▶ Objective: Show each line in the rows below that contains the string "white". Case counts.

▶ Records shown:

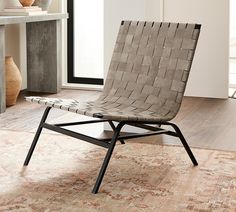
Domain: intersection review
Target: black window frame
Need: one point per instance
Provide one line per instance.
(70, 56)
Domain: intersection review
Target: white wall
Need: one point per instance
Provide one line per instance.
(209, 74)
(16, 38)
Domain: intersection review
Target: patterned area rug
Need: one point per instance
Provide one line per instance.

---

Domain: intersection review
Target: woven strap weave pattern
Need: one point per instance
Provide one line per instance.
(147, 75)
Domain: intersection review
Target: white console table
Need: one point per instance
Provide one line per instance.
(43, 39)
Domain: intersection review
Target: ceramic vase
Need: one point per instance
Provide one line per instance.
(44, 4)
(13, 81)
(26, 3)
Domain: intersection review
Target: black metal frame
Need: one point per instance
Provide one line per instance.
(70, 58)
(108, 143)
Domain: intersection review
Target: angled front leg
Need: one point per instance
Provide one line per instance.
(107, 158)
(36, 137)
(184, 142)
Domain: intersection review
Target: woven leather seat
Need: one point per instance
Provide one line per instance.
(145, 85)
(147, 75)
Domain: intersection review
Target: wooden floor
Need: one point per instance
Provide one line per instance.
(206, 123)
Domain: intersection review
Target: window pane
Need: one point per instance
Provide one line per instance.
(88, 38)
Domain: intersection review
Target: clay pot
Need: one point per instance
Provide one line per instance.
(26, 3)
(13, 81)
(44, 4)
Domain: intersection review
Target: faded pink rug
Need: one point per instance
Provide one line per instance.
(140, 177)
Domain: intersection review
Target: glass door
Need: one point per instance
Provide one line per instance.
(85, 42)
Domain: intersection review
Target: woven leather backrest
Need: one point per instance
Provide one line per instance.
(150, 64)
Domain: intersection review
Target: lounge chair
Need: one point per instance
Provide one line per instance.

▶ Exercise answer:
Target: white wall
Target: white console table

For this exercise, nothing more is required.